EXERCISE TASK
Rewrite the lines starting at the one containing "on the broken" and ending at the close of the items below, swapping "one point per instance" for "one point per object" and changing nothing else. Omit the pictures from your answer.

## BEGIN

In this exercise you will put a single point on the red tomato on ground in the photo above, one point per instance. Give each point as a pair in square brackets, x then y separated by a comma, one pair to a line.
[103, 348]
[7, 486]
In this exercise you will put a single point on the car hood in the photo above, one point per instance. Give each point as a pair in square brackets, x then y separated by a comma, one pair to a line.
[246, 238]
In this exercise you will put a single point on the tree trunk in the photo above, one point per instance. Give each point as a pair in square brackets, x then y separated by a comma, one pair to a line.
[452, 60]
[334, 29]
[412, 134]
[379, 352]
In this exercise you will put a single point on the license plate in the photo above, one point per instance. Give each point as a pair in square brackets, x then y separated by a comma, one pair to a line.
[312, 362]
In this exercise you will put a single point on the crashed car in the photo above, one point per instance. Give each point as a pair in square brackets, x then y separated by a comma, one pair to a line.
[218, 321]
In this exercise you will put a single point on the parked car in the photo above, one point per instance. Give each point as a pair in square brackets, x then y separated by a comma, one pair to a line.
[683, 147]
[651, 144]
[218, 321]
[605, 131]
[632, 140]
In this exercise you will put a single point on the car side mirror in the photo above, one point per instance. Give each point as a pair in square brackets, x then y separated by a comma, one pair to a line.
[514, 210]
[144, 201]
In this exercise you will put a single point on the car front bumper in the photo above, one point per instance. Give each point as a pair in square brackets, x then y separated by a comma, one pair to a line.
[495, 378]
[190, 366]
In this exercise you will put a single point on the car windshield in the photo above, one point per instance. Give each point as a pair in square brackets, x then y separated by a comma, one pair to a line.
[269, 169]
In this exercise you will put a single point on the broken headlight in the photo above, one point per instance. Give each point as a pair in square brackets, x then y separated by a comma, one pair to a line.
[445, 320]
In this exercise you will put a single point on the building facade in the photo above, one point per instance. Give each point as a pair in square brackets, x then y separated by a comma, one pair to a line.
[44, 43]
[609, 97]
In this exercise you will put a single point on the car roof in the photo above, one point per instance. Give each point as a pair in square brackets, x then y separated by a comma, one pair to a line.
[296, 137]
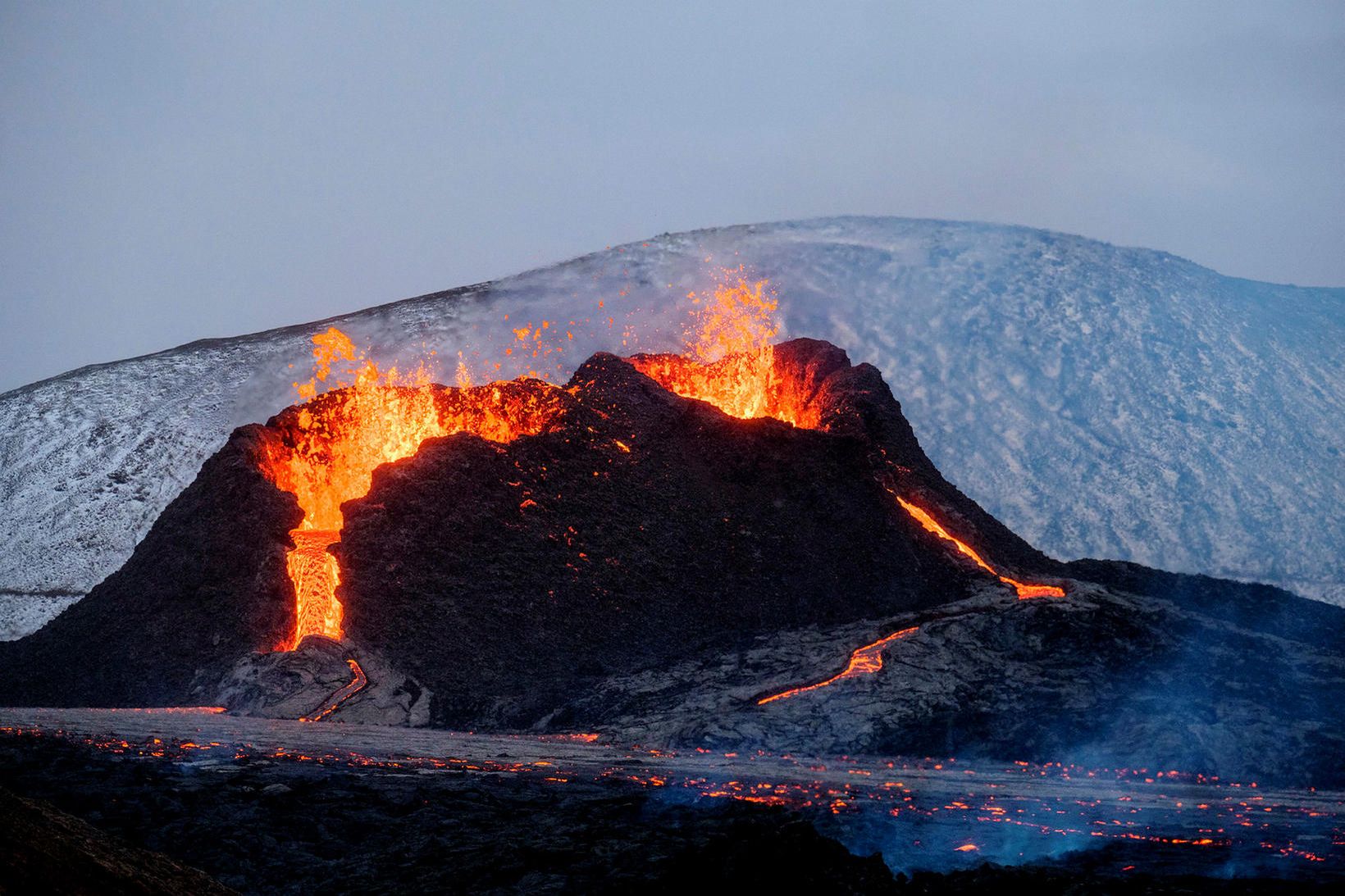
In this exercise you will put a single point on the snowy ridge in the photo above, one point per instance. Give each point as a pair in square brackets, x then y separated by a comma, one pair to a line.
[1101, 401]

## END

FINISHED ANSWER
In this exercise you will put a single point on the broken headlight in the photo above, one point per object. Give each point as a pair in square brackets, x then y separated by a comma, one pair to a line.
[445, 320]
In this exercise you will put a single point on the building facade in the photo above, one point per object. Give each point as a pair in square brackets, x then y separated by a comma, one pair to a line.
[44, 43]
[609, 97]
In this exercise you will put a single point on the car roof in the photo above, one point per object. Give each point as a pair in square brackets, x then y separated by a comma, one pair to a line.
[296, 137]
In this exercise you will put a single point on the snowy ridge in the photo above, one point per object. Give each point as a pair in square brackets, x then y separated by a comma, one pair to a line.
[1101, 401]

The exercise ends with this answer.